WHAT IS EXPECTED: Write out the entries verbatim and leave the images out of the copy.

--- Start EXERCISE INPUT ---

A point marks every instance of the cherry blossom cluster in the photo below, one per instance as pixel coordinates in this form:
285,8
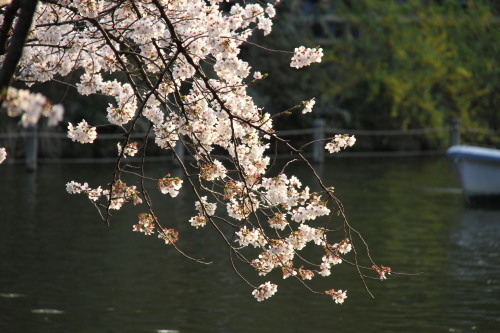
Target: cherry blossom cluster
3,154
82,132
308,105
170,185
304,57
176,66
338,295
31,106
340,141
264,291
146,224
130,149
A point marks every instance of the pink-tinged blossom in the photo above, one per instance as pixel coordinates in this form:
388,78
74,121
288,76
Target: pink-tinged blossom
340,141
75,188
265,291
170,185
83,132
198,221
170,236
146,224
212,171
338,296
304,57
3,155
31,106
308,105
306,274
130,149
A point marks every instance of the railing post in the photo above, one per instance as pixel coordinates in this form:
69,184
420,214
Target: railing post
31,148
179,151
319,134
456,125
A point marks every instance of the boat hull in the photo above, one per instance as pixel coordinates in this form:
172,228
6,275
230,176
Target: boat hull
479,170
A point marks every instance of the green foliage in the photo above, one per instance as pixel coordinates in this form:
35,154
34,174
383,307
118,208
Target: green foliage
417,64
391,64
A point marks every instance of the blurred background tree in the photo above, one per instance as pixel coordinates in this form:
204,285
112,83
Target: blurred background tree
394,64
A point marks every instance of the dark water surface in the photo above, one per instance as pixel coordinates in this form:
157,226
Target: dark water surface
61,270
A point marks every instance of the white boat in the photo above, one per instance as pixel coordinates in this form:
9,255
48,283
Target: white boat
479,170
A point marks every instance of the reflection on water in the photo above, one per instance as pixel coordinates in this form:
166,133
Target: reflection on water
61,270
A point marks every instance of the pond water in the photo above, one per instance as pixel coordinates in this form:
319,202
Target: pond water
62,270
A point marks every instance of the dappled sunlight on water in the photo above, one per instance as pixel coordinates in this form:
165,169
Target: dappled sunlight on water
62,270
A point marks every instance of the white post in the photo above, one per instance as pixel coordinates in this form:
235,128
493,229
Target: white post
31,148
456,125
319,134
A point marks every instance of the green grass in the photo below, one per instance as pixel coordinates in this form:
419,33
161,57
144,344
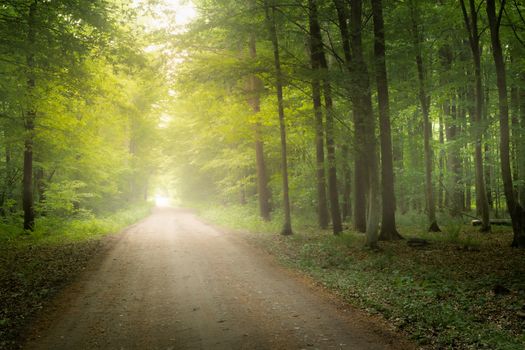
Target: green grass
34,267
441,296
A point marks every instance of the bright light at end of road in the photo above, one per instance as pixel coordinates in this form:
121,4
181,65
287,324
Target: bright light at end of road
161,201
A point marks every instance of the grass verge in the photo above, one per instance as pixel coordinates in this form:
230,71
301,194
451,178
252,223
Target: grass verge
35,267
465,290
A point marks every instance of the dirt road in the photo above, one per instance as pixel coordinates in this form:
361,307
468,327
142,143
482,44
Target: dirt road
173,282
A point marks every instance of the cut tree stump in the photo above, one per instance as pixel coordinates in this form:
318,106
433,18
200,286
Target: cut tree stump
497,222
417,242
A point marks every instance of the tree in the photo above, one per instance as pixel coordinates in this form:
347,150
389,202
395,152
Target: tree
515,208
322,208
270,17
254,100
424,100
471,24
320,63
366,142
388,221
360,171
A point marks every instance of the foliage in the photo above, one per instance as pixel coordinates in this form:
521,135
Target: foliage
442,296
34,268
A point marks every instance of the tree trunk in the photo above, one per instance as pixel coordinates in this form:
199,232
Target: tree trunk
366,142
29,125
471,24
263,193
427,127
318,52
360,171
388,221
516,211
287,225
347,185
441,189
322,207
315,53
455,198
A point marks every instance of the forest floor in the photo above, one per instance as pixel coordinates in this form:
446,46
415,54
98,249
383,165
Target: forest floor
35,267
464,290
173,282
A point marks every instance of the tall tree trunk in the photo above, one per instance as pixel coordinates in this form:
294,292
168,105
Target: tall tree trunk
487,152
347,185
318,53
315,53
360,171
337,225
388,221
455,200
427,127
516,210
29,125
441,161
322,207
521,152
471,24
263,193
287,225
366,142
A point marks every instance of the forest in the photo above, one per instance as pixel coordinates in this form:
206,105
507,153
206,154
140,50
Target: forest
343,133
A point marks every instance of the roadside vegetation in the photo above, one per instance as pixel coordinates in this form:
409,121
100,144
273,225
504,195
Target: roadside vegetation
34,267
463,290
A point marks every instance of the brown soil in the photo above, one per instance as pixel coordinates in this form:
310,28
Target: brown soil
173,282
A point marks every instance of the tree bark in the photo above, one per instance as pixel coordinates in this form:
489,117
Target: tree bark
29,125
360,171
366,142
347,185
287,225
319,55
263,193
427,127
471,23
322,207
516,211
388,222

--- End EXERCISE INPUT ---

SOLVED PROBLEM:
A point marks every instance of the cherry blossom cluster in the photo below, one per instance as pixel coordinates in this form:
285,8
Target: cherry blossom cluster
3,154
82,132
308,105
170,185
304,57
176,66
338,295
31,106
340,141
264,291
146,224
130,149
A point marks every instance of the pink-tinged blossom in the photo above, one per instance as pixel coordinates in this form:
388,78
74,121
288,76
Target: pink-tinged blossom
340,141
75,188
265,291
170,185
83,132
198,221
170,236
146,224
212,171
338,296
304,57
3,155
31,106
308,105
306,274
130,149
A point marks every instance of the railing post in the photo above, one per instance as pixel coordinates in this form:
69,184
420,214
Target: railing post
31,148
179,151
319,134
456,125
A point marks every instance of the boat hull in the photo above, one per instance as pixel coordinates in this form:
172,228
6,275
230,176
Target: boat hull
479,170
A point marks every instance of the green foliage in the photo above, one per instance as pixel coordinates in this form:
35,154
34,174
383,307
118,208
Target: green foliage
417,64
391,64
A point marks every instance of the blurred background tree in the photo above, one per instance as pixel coordinates in this form:
204,285
112,83
Target: blurred background tree
394,64
A point marks every instance of the dark water surface in the photo above, one per instance as pixel coordinates in this form:
157,226
Target: dark water surface
61,270
A point marks every instance of the white boat in the photo above, one per instance as pixel coordinates in this form:
9,255
48,283
Target: white boat
479,170
A point marks every instance of the reflection on water in the photo above, one per instance as pixel coordinates in this form:
166,133
Target: reflection on water
61,270
A point marks every instance of the pond water in the photo above, one per instance as pixel coordinates in this form:
319,202
Target: pond water
62,270
A point marks every instance of the dappled sunlight on water in the photo above, one per instance as pixel coordinates in this form:
165,169
Target: dappled sunlight on water
62,270
A point marks every instance of the white post in the photo above, one per instance as pixel coordinates in this form:
235,128
493,229
Target: white post
31,148
456,125
319,134
A point marks every instance of the green grass in the photo below, one per instance as pixel coordinates in this form:
419,33
161,57
144,344
Target: green grass
34,267
441,296
A point marks every instance of the bright light at end of road in the photo above, one per instance as pixel coordinates in this form:
121,4
181,65
287,324
Target: bright light at end of road
161,201
A point marks every instance of the grass verge in the photo above, one per instance as pixel coordinates in this form:
230,71
301,194
451,178
252,223
Target: grass verge
35,267
465,290
A point marks every instance of the dirt road in the photo above, one per instance as pixel coordinates in this form:
361,307
468,327
142,143
482,44
Target: dirt road
173,282
A point marks every instance of the cut tree stump in the photo above, one per instance as pixel coordinates in this form:
318,106
433,18
200,286
Target: cut tree stump
497,222
417,242
A point marks every instance of the tree in the photo above, one per instance as pixel coordinates in this form:
347,150
389,202
395,152
Target: tree
515,208
322,208
270,17
254,100
424,100
471,24
320,63
366,142
388,221
360,171
A point marks every instance of the foliage in the photo above, one per instance as pixel coordinates in this form:
521,135
Target: foliage
442,296
34,268
A point marks every instance of the tree trunk in the photo above, one per instance as pixel coordinates in this form:
199,232
Target: tree trunk
366,142
29,125
471,24
263,193
427,127
318,52
360,171
388,221
516,211
287,225
347,185
441,189
322,207
315,53
455,198
A point marks every instance of the forest floor in the photo above, one per instance as pixel coordinates in this form:
446,46
415,54
98,249
383,165
Target: forest floor
35,267
464,290
173,282
A point marks every instance of the tall tree trunk in the photo above, one per instance as pixel coordinates in this form:
294,292
168,105
Target: tall tree trunk
487,152
347,185
318,53
315,53
360,171
337,225
388,221
455,200
427,127
516,210
29,125
441,161
322,207
521,152
471,24
263,193
287,225
366,142
A point marks every instance of the forest in the photo above, one per instance as pixel coordinates in this form:
206,105
507,153
206,154
140,50
Target: forest
343,133
A point marks every instance of the roadside vegetation in the photo above, one per instance as pixel coordinates in this form:
409,121
100,144
273,225
504,195
Target: roadside vegetation
34,267
463,290
A point marks every instance of the brown soil in the photo above, one per instance as pixel coordinates in this form:
310,28
Target: brown soil
173,282
A point marks every instance of the tree bark in the photo above, one per instance as pixel coordinates in this form:
489,117
Target: tree bark
29,125
360,171
366,142
347,185
287,225
319,55
263,193
427,127
471,23
322,207
516,211
388,222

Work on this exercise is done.